*What you should do*
Write out, exactly and only, the lines that run from the top of the records to the line with "For the site audit, find each instance of the shop". Include both ends; exclude pictures.

*Extracted data entries*
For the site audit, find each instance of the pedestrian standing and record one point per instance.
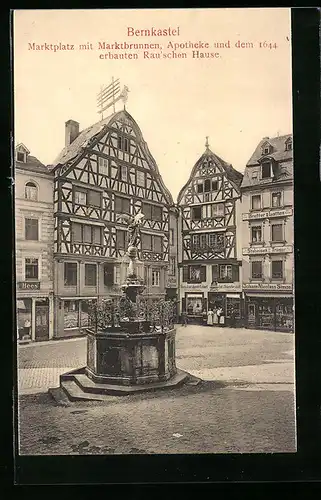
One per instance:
(210, 315)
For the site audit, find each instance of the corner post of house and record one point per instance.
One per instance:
(33, 319)
(51, 315)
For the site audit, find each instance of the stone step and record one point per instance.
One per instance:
(75, 393)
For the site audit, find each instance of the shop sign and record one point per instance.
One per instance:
(265, 250)
(267, 214)
(26, 285)
(226, 287)
(268, 286)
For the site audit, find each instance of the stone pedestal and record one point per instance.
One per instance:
(142, 358)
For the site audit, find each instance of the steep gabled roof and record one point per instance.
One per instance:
(233, 175)
(89, 136)
(283, 159)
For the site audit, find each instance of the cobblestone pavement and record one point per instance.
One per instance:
(244, 404)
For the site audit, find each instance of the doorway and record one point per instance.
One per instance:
(42, 320)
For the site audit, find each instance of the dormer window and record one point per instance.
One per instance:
(288, 145)
(21, 156)
(266, 170)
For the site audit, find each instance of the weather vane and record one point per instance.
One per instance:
(108, 96)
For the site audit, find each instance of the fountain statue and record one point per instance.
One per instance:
(130, 345)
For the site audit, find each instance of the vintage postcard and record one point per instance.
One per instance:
(153, 170)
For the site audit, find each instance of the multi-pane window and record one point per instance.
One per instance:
(70, 273)
(208, 241)
(81, 197)
(140, 178)
(84, 233)
(277, 232)
(123, 173)
(122, 205)
(266, 170)
(152, 242)
(121, 238)
(256, 202)
(226, 272)
(31, 269)
(172, 266)
(194, 274)
(103, 166)
(277, 269)
(256, 234)
(276, 199)
(196, 213)
(256, 269)
(218, 210)
(152, 212)
(31, 191)
(31, 229)
(90, 274)
(155, 277)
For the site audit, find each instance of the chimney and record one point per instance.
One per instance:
(71, 131)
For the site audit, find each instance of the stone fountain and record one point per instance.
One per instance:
(130, 345)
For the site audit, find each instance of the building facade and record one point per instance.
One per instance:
(267, 234)
(34, 247)
(104, 172)
(209, 250)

*Result of this task*
For the site audit, find each instance of the pedestrian standing and record one point per instance.
One per instance:
(210, 315)
For the site audit, find each instance of the corner post of house and record one point per instance.
One per instance:
(33, 319)
(51, 315)
For the site audit, find each instance of the stone step and record one point per instance.
One per instance:
(75, 393)
For the site audit, find each instance of the shop sign and record one point per instance.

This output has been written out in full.